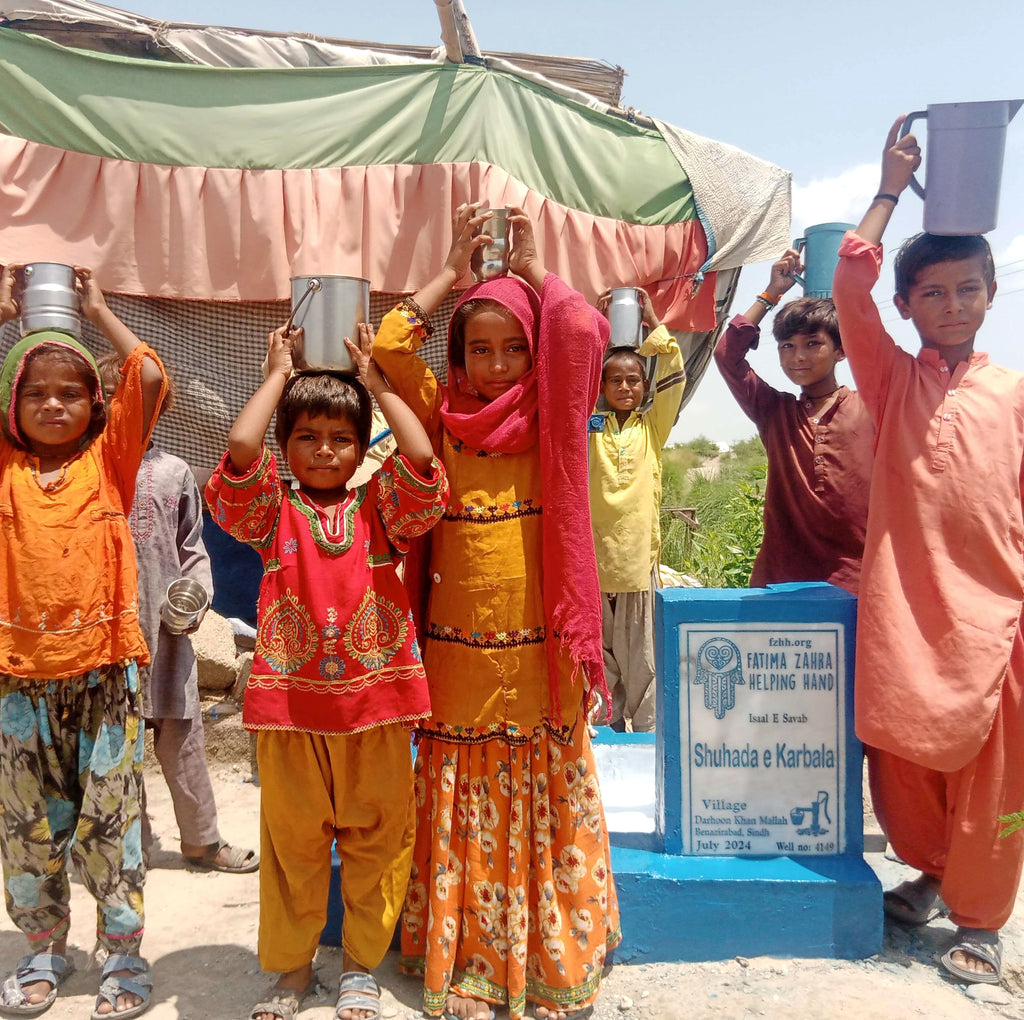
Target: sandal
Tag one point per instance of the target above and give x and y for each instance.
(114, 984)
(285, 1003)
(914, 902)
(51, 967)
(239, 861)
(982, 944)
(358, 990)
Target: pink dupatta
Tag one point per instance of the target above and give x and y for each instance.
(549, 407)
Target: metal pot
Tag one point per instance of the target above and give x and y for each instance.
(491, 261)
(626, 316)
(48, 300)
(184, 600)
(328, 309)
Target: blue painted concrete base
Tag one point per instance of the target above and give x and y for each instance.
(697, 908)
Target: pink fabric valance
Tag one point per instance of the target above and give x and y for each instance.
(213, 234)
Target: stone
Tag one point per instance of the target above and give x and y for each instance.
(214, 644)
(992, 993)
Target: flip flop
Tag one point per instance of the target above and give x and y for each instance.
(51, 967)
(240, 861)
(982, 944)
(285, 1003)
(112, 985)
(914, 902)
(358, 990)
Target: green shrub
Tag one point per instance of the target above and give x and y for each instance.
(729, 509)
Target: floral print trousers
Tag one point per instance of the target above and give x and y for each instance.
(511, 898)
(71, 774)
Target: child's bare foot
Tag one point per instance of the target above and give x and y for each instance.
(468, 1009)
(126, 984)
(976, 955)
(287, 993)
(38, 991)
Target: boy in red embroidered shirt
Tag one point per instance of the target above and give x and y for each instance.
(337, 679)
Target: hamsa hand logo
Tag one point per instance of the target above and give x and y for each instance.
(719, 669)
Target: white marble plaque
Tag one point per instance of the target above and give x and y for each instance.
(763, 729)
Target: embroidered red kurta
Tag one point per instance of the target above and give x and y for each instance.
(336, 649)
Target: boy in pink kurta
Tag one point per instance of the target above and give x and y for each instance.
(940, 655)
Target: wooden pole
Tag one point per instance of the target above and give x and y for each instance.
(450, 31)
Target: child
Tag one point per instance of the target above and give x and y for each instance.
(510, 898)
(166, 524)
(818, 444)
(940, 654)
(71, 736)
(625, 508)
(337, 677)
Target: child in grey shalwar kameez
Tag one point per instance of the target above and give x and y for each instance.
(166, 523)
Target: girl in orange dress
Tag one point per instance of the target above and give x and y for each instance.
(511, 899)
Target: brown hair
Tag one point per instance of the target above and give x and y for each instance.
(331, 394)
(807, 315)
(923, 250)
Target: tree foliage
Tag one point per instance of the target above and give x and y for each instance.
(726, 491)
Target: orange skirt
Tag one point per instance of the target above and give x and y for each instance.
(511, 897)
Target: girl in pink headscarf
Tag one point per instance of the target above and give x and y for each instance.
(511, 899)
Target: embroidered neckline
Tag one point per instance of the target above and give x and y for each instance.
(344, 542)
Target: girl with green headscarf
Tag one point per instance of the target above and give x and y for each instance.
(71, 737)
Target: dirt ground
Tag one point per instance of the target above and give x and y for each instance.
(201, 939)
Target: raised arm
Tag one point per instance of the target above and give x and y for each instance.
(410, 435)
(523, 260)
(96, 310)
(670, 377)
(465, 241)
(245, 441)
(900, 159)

^^^^

From the listing above, collect every line that mentions the word "kurta".

● SOLUTION FOR THIS PROBLEM
Target: embroidered red kurta
Target: boy in pink kurta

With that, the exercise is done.